(Beginning of DATASET EXCERPTS)

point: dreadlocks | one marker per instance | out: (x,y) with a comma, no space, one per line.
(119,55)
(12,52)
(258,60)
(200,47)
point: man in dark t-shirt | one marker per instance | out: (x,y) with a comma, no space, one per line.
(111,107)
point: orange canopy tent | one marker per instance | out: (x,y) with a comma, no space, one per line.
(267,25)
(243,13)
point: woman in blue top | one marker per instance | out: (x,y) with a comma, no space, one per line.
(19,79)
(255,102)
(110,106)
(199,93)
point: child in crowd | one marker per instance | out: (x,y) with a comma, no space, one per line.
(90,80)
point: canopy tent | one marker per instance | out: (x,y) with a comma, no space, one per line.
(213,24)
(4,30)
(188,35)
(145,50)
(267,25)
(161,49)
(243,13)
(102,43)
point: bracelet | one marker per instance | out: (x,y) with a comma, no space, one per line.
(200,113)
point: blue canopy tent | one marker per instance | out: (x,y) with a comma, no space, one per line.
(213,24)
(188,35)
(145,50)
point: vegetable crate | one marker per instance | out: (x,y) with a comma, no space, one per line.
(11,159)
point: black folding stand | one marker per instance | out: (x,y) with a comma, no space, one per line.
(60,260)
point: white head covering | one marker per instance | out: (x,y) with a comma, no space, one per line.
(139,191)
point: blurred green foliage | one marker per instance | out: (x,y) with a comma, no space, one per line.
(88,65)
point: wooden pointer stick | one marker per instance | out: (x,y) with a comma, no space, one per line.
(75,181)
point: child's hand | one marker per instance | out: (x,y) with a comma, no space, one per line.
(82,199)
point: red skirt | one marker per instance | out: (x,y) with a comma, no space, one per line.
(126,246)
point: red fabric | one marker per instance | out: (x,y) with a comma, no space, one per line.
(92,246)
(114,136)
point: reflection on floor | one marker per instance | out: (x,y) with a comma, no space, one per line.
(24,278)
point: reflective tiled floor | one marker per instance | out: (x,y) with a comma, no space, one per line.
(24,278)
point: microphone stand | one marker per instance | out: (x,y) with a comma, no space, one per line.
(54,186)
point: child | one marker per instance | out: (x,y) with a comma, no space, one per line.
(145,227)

(End of DATASET EXCERPTS)

### DESCRIPTION OF THE TASK:
Make an exact copy of the data above.

### RESPONSE FOR THIS EXERCISE:
point: dreadlocks | one marker per instance | out: (x,y) with a comma, no space, one per line.
(119,55)
(12,52)
(258,60)
(200,47)
point: man in dark t-shirt | one marker per instance | out: (x,y) with a comma, no space, one per line.
(111,107)
point: orange canopy tent | one marker per instance | out: (x,y) with a comma, no space, one per line.
(267,25)
(243,13)
point: woman in blue top | one marker per instance | out: (x,y) with a comma, no space, one per line.
(19,79)
(255,102)
(110,106)
(199,93)
point: child in crowd | one marker per instance | out: (x,y) with a comma, no space, one per line.
(90,80)
point: canopy tent | one marker per instance | out: (x,y) with a comma, no space, one per line.
(213,24)
(4,30)
(188,35)
(145,50)
(267,25)
(161,49)
(243,13)
(102,43)
point: bracelet | one marker per instance | out: (x,y) with a comma, no space, one per line.
(200,113)
point: blue canopy tent | one marker per instance | out: (x,y) with a comma, no space, one per line.
(213,24)
(188,35)
(145,50)
point: vegetable crate | one marker per instance | out: (x,y) with a comma, no space, one per line.
(11,159)
point: black folding stand | one marker per instance | out: (x,y) with a comma, no space, one per line.
(60,260)
point: white head covering | one marker per instance | out: (x,y) with a comma, no space, one per line.
(139,191)
point: blurred green foliage | one marker per instance | out: (x,y) with a comma, no space, one per line.
(88,65)
point: wooden pointer stick | one marker per instance | out: (x,y) with a comma, no space, one per line.
(75,181)
point: child's hand | one marker per instance | out: (x,y) with a comma, no space, one per line.
(82,199)
point: red skirt | one marker per instance | out: (x,y) with a comma, no space, one per line.
(126,246)
point: red fabric | one marker per instance | out: (x,y) with a comma, no space, one per line.
(92,246)
(114,136)
point: reflection on floor | one marker per instance | out: (x,y) with a comma, no space, one per line.
(24,278)
point: reflective tiled floor | one marker per instance | out: (x,y) with a comma, no space, one per line.
(24,278)
point: microphone stand | one marker per instance | out: (x,y) with a comma, no space, one per line.
(54,186)
point: child | one marker per instance | out: (x,y) with a comma, no space, one per line.
(145,227)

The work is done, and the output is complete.